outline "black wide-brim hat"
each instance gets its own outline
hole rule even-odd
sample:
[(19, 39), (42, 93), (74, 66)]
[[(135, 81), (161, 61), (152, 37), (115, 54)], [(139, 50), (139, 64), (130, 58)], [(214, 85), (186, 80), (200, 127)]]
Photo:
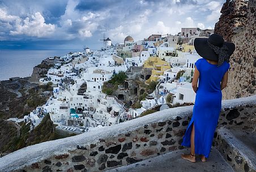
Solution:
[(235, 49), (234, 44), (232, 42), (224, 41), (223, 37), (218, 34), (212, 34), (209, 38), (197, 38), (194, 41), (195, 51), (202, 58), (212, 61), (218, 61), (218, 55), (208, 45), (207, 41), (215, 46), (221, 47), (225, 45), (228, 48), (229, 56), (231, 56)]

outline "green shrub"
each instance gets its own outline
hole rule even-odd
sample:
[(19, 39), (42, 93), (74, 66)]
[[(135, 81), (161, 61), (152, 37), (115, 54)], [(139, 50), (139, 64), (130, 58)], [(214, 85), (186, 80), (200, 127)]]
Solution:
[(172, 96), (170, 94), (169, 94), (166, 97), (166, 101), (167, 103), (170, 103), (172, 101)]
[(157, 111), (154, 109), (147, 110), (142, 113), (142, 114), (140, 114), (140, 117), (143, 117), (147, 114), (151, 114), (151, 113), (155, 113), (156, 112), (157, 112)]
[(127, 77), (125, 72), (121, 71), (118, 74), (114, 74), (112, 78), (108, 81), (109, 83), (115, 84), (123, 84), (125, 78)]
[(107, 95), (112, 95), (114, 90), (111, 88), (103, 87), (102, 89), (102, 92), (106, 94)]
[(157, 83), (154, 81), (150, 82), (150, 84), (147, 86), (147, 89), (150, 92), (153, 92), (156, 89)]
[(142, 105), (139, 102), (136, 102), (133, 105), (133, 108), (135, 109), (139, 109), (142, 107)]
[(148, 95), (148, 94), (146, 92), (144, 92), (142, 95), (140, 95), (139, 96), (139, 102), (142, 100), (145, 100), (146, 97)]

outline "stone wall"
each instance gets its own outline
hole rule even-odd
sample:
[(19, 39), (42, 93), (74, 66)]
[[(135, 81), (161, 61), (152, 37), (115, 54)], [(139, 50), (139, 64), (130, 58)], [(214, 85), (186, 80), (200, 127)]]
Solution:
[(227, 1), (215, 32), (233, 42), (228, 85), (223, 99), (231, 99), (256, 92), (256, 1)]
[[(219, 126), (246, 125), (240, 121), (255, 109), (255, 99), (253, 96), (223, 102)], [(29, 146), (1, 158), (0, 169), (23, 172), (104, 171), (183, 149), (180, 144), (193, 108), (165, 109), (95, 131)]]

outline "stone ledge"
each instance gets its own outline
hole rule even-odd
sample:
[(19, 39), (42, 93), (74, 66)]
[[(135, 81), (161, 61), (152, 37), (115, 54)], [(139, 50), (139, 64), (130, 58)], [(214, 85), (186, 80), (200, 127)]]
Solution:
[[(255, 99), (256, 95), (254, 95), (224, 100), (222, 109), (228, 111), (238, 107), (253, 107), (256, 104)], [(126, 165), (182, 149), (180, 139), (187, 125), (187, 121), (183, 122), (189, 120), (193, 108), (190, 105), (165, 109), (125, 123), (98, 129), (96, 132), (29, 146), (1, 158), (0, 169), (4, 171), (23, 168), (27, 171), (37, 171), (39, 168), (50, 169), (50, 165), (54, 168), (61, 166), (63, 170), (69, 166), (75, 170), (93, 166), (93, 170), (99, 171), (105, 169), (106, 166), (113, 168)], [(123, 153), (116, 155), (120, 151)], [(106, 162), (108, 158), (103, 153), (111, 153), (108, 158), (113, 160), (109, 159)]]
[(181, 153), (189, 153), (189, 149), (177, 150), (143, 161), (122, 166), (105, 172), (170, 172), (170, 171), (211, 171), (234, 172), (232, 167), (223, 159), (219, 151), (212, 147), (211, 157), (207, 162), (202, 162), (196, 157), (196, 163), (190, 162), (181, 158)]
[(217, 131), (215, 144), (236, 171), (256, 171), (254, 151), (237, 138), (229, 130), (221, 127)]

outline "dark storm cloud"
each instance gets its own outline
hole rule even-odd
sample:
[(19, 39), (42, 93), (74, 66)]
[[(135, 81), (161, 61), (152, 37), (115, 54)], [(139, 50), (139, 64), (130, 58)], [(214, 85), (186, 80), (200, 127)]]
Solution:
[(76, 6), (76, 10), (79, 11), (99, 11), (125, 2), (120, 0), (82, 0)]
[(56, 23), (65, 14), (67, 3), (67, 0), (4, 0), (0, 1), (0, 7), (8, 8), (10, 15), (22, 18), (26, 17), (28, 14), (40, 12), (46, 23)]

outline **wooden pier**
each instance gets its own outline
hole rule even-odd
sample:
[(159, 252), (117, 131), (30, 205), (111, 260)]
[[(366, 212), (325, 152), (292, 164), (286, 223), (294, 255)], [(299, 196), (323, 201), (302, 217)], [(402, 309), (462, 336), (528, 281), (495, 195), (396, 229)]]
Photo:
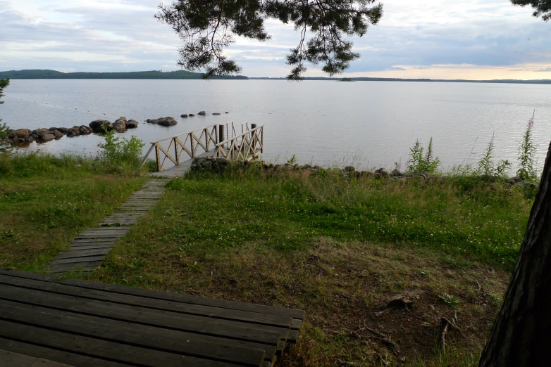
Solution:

## Work instructions
State how many lines of the data above contain the string "stone", with case counting, and give only that number.

## Answer to this problem
2